***** Verilen metin *****
Osteogenezis imperfektanın tedavisinde son yıllarda önemli ilerlemeler meydana gelmiştir. Bu tedaviler ile hastalardaki kemik kırıklarının sıklığı azaltılabilmekte, kalıcı iskelet deformitelerinin oluşması önlenebilmekte veya azaltılabilmektedir. Çocukta tekrarlayan kırıkların yol açtığı şekil bozuklukları oluşmadan tedavi başlanır ise tedavinin başarı şansı yükselmektedir.
Çocuklarına kendi taşıdıkları genetik bir hastalığı aktarma riski yüksek olan çiftlerde anne karnındaki bebeğin sağlıklı olup olmadığı prenatal tanı yöntemleriyle anlaşılabilir. Fakat ne yazık ki, birçok çift, sağlıklı çocuk sahibi olana dek birçok kez gebelik sonlandırılmasının psikolojik, fiziksel ve maddi yükünü taşımak zorunda kalmaktadır. Preimplantasyon genetik tanı (PGT), genetik hastalık taşıyan çiftlerde yumurta ve/veya embriyoları önceden seçip sağlıklı olanlarının transfer edilmesi işlemine dayanmaktadır. Böylece çiftlerin sağlıklı çocuk sahibi olmalarını ve gebelik sonlandırması gibi istenmeyen ve komplikasyonlara yol açabilen bir gerekliliği ortadan kaldırmayı amaçlamaktadır. Prof. Dr. Semra Kahraman ve ekibi, 2003 yılında embriyolarda tekgen hastalıklarının tanısı ve HLA doku tayininin ülkemizdeki ilk uygulayıcıları olmuştur.
PGT işleminden önce 3-8 hafta süren bir hazırlık aşaması bulunmaktadır. Bu süre içinde, çiftlerden alınan kan örneklerinde hastalığa neden olan bozukluk (mutasyon) belirlenir ve bu mutasyonun bulunduğu bölgenin kişiye özel bir gen haritası çıkartılır. İlgili mutasyona tek hücrede bakılabilmesi oldukça zordur. Bunu başarmak için DNA molekülüne bağlanıp istenilen bölgeyi çoğaltacak moleküller (primer) dizayn edilir. Bu işlemlerin sonucunda mutasyona bağlı olan birçok bölgeyle ilgili bilgi elde edilmiş olunur ve bu bilgiler PGT işlemi sırasında tanının doğruluğunu arttırır.
PGT işleminde ilgili bölgeleri analiz etmek için önce embriyodan alınan tek bir hücredeki DNA molekülünün milyonlarca kopyası oluşturulur. Özel bir enzimin kullanıldığı tek hücre-PCR yöntemi oldukça hassas bir yöntem olduğu için, dışarıdan gelebilecek her türlü kontaminasyona karşı titizlikle çalışılması gerekmektedir.
***** Kayıt listesi *****
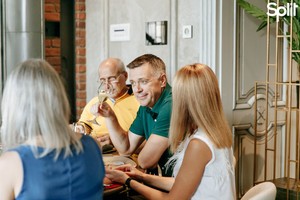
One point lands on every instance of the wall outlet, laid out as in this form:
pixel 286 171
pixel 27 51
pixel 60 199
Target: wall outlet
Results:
pixel 187 31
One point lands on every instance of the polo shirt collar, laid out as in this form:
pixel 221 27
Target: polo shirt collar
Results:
pixel 162 97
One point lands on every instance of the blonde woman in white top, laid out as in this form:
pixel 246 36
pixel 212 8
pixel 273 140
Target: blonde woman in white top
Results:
pixel 200 139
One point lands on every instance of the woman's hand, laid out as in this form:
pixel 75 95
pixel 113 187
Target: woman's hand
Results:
pixel 105 110
pixel 132 172
pixel 116 175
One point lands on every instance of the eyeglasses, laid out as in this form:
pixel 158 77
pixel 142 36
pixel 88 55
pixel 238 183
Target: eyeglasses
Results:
pixel 109 80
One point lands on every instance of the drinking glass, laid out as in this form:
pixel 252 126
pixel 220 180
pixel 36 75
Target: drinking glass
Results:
pixel 103 91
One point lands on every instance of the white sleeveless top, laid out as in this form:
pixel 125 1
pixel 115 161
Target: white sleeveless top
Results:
pixel 218 180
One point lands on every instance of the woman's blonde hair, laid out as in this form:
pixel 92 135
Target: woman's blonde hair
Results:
pixel 35 110
pixel 197 103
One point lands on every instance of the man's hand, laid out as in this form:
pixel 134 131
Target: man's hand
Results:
pixel 104 139
pixel 105 111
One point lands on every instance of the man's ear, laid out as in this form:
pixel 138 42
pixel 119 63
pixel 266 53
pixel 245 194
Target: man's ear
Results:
pixel 163 80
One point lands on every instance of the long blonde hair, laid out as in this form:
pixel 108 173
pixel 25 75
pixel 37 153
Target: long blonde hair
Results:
pixel 197 103
pixel 35 110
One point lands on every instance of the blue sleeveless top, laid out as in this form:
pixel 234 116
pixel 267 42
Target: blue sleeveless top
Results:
pixel 75 177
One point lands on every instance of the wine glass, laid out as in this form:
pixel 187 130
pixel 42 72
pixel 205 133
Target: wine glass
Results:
pixel 103 91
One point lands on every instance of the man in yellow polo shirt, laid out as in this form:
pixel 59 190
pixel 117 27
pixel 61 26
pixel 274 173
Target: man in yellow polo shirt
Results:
pixel 111 72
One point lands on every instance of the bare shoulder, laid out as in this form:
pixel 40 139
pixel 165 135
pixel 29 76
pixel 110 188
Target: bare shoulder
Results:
pixel 198 147
pixel 9 159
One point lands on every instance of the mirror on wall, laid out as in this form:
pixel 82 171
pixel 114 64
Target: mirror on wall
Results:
*****
--- Görev 1 ---
PGT metnine göre şu ifadeler doğru mu: (a) PGT işleminden önce 3-8 hafta süren bir hazırlık aşaması vardır; (b) tek hücre-PCR yöntemi hassas olmadığı için kontaminasyona karşı özel bir dikkat gerekmez; (c) Prof. Dr. Semra Kahraman ve ekibi, embriyolarda HLA doku tayinini ülkede ilk uygulayanlardır. Her biri için evet ya da hayır deyin ve karara dayanak olan sözleri metinden aynen aktarın.
--- Görev 2 ---
PGT metninde "PGT işleminden önce" sözleriyle başlayan ve "titizlikle çalışılması gerekmektedir." sözleri de dahil olmak üzere oraya kadar süren kısmı hiçbir şeyi değiştirmeden kopyalayın.
Bu iş için listeye bakmanız gerekmiyor.

--- Yazılı yanıt 1 ---
(a) Evet: "PGT işleminden önce 3-8 hafta süren bir hazırlık aşaması bulunmaktadır."
(b) Hayır: "oldukça hassas bir yöntem olduğu için, dışarıdan gelebilecek her türlü kontaminasyona karşı titizlikle çalışılması gerekmektedir."
(c) Evet: "Prof. Dr. Semra Kahraman ve ekibi, 2003 yılında embriyolarda tekgen hastalıklarının tanısı ve HLA doku tayininin ülkemizdeki ilk uygulayıcıları olmuştur."

--- Yazılı yanıt 2 ---
PGT işleminden önce 3-8 hafta süren bir hazırlık aşaması bulunmaktadır. Bu süre içinde, çiftlerden alınan kan örneklerinde hastalığa neden olan bozukluk (mutasyon) belirlenir ve bu mutasyonun bulunduğu bölgenin kişiye özel bir gen haritası çıkartılır. İlgili mutasyona tek hücrede bakılabilmesi oldukça zordur. Bunu başarmak için DNA molekülüne bağlanıp istenilen bölgeyi çoğaltacak moleküller (primer) dizayn edilir. Bu işlemlerin sonucunda mutasyona bağlı olan birçok bölgeyle ilgili bilgi elde edilmiş olunur ve bu bilgiler PGT işlemi sırasında tanının doğruluğunu arttırır.
PGT işleminde ilgili bölgeleri analiz etmek için önce embriyodan alınan tek bir hücredeki DNA molekülünün milyonlarca kopyası oluşturulur. Özel bir enzimin kullanıldığı tek hücre-PCR yöntemi oldukça hassas bir yöntem olduğu için, dışarıdan gelebilecek her türlü kontaminasyona karşı titizlikle çalışılması gerekmektedir.